Challenges
1) Answer these questions about the annotation case study:
(a) For what kind of objects were bounding boxes used?
(b) What are the four attribute layers?
(c) Which two reflective surfaces does it name as examples?
2) Write out the passage of the annotation case study that begins at the words "Small Object &" and ends after the words "not be deprioritized.".

Document section

Shaip built the end-to-end annotation pipeline covering bounding box and polygon segmentation, dense object inclusion, spatial relationship tagging, and reflective-surface handling — producing model-ready datasets for robotic perception, navigation, and human-environment interaction.
Key Stats
Objects / Image
100s
Categories
Dense
Methods
Box + Polygon
Attribute Layers
4
Challenges
- Annotating every visible object in densely cluttered room imagery — hundreds per frame
- Choosing the right method — bounding box vs polygon segmentation — based on object complexity
- Including small objects like switches, plugs, and decorative items critical for robotic interaction
- Handling reflective surfaces (mirrors, glass tables) without ghost annotations
- Tagging spatial relationships and object states for context-aware robotic AI
Solution
Comprehensive Object Inclusion
Every visible object within each room image was individually annotated across a wide range of categories — furniture (chairs, tables, sofas, beds, shelves), appliances (televisions, refrigerators, microwaves, lamps), personal items (bags, books, bottles, clothing), structural elements (doors, windows, walls, floors), and small objects (remote controls, cups, plates, keyboards, switches, plugs).
Method Selection per Object
Objects were precisely labeled using bounding boxes or polygon segmentation depending on object shape and complexity. Boxes were used for regular rectangular objects; polygons captured organic shapes and tightly-packed items where boxes would overlap excessively. This per-object method selection ensured clean boundaries even in cluttered scenes.
Spatial Relationship Tagging
Each annotated object was enriched with attributes covering object state (open or closed for doors and drawers), spatial relationship tags indicating proximity and placement relative to other objects, occlusion status, and object condition. This spatial intelligence layer enables robotic AI systems to understand context, not just detect objects.
Small Object & Interaction-Critical Coverage
Annotators followed strict inclusion rules to label every visible object regardless of size — including small items like switches, plugs, and decorative objects that are critical for robotic interaction tasks. These items often determine whether a robot can complete its task, so they could not be deprioritized.
Reflective Surface Handling
Reflective surfaces such as mirrors and glass tables required special handling to avoid duplicate or ghost annotations. Specific guidelines governed whether reflected objects were labeled separately, ignored, or flagged — ensuring downstream models didn't learn from artifact-laden labels.
Project Scope
| Dataset Type | Coverage | Methods | Categories | Attributes | Special Handling |
|---|---|---|---|---|---|
| Indoor scene object annotation | Every visible object | Box + polygon | Furniture, appliances, personal items, structural, small | 4 layers (state, spatial, occlusion, condition) | Reflective surface rules |
Outcomes
- Established an object-dense annotation pipeline for indoor robotic perception
- Standardized per-object method selection between bounding boxes and polygon segmentation
- Delivered spatial relationship tagging enabling context-aware robotic AI
- Implemented reflective surface handling to prevent ghost annotations
- Enabled the client’s home, warehouse, retail, and healthcare facility robotics AI deployment
Overall, Shaip helped transform an object-dense indoor annotation requirement into a structured, production-ready pipeline — one capable of supporting robotic navigation, pick-and-place automation, smart environment monitoring, and human-robot interaction across diverse indoor deployment environments.
Shaip annotated rooms the way our robots see them — every object, every relationship, every small item that matters. Their attention to switches, plugs, and reflective surfaces meant our perception model didn’t trip on the things most datasets ignore.
– VP, Robotic Perception

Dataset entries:

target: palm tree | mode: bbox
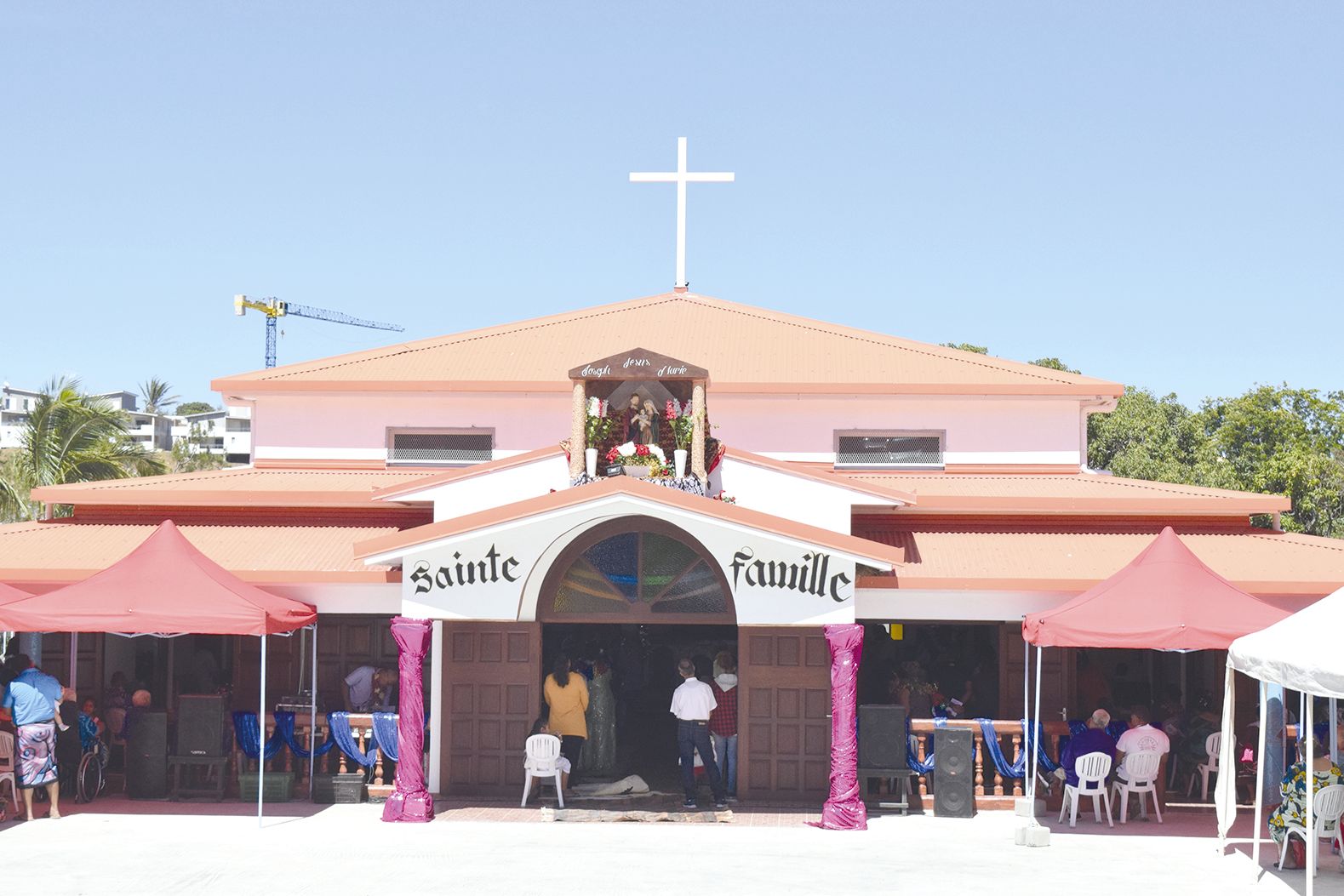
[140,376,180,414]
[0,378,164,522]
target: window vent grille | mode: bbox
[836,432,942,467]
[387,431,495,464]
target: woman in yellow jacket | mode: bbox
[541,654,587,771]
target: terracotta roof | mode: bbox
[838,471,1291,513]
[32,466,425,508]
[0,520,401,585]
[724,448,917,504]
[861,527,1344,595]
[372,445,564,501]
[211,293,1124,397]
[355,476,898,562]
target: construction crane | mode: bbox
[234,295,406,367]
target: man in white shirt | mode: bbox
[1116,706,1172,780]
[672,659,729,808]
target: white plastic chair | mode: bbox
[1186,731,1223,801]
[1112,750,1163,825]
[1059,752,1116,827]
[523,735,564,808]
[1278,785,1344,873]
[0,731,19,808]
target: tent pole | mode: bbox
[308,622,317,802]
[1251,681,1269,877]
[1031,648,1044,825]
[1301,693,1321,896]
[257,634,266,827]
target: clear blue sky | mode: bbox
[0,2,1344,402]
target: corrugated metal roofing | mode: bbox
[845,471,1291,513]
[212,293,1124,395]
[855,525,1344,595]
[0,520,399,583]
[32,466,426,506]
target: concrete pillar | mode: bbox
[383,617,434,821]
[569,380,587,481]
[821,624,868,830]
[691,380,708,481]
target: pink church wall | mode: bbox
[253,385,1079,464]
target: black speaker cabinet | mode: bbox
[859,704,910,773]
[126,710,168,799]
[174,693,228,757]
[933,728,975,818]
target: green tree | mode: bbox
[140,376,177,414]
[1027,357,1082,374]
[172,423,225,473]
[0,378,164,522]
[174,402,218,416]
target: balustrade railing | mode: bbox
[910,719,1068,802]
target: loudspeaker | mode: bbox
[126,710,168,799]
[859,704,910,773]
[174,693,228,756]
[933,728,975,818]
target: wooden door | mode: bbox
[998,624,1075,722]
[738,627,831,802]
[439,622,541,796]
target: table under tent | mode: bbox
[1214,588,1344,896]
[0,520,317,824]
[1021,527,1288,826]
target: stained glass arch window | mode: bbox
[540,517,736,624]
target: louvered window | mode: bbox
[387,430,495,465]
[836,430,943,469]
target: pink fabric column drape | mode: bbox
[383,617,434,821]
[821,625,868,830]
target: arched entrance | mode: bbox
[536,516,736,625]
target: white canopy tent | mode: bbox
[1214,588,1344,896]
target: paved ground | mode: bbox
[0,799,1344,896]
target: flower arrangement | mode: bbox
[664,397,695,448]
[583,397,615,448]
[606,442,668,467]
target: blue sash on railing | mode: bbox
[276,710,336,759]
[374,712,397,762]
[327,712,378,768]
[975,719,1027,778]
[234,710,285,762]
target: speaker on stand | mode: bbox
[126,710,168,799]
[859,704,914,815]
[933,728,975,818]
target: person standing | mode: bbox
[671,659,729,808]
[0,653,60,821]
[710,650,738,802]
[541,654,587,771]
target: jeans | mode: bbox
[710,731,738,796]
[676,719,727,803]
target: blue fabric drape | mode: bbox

Set of answers
1)
(a) Regular rectangular objects.
(b) State, spatial, occlusion, and condition.
(c) Mirrors and glass tables.

2)
Small Object & Interaction-Critical Coverage
Annotators followed strict inclusion rules to label every visible object regardless of size — including small items like switches, plugs, and decorative objects that are critical for robotic interaction tasks. These items often determine whether a robot can complete its task, so they could not be deprioritized.